++++ SOURCE PASSAGE ++++

We push on northeast to Ouadane, our driver weaving skilfully across the sea of dunes. There’s a boy tending his flock of goats. Two men whizz by on white camels. We stop and Zac, our four-year-old, enjoys leading a camel off into the sand. Ouadane is an old town built from terracotta rock, rising from, and blending into, the surrounding cliffs.

Here we stay at Auberge Vasque, run by the charismatic Zaida, who is a haratin, a freed slave in Mauritania’s complex caste system. The only other guests are Isabel, who is from Portugal and has a gallery in Nouakchott, selling locally sourced art and antiques (mainly to expats), and a Frenchman who teaches in the capital.

We spend our days picnicking in the desert under robin-egg blue skies, visit Qur’anic schools – usually under a tree rather than in a classroom – where children learn the Qur’an by heart from wooden slabs; we climb on to the rooftops, looking out over the mosque’s rock minaret and down into the oldest house, now a museum, full of bygone treasures.

++++ STORED DATA ++++

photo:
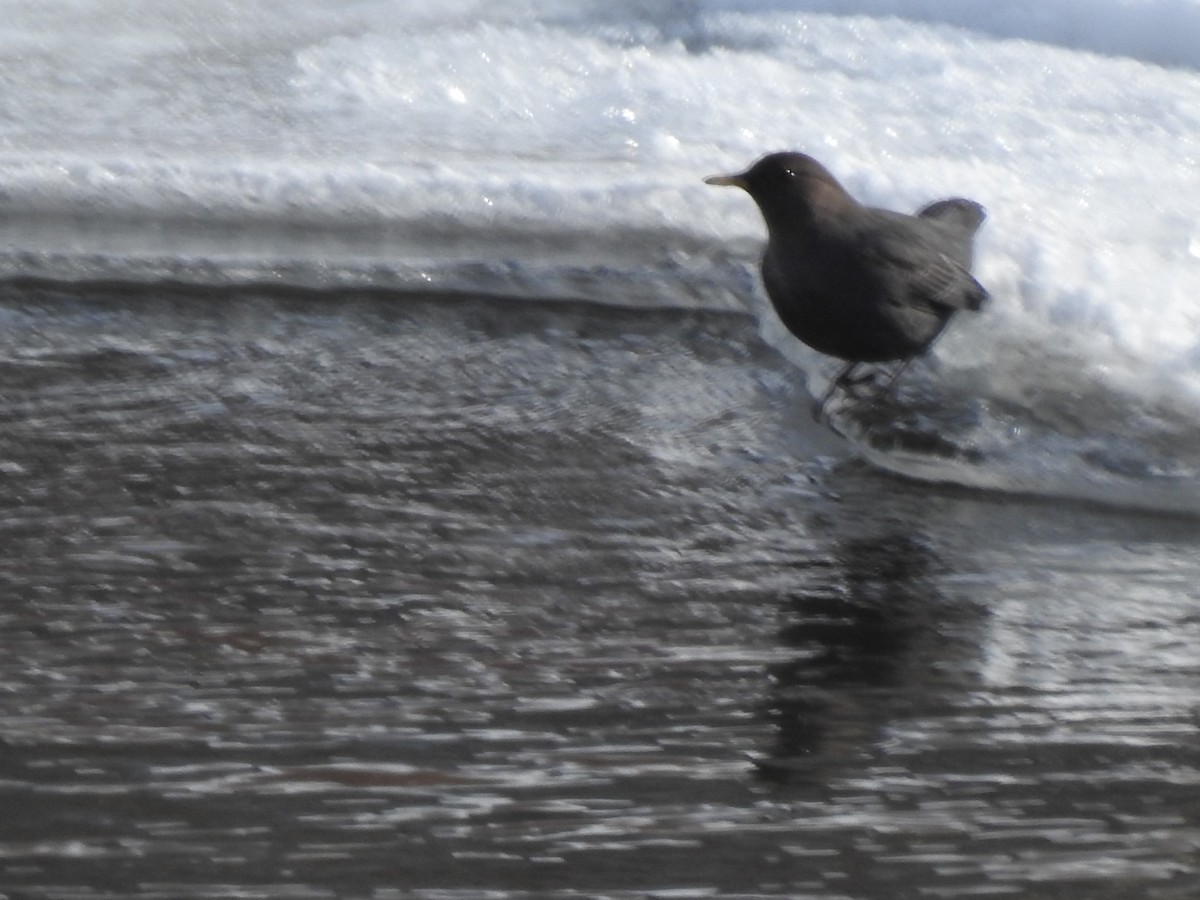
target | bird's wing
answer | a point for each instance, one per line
(924, 275)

++++

### TASKS TO COMPLETE
**a.** In the Ouadane travel passage, what is the old town of Ouadane built from?
**b.** Retype the stretch of the Ouadane travel passage from "We spend our" through "of bygone treasures.".
Work only from the Ouadane travel passage.

### THE SOLUTIONS
**a.** Terracotta rock.

**b.**
We spend our days picnicking in the desert under robin-egg blue skies, visit Qur’anic schools – usually under a tree rather than in a classroom – where children learn the Qur’an by heart from wooden slabs; we climb on to the rooftops, looking out over the mosque’s rock minaret and down into the oldest house, now a museum, full of bygone treasures.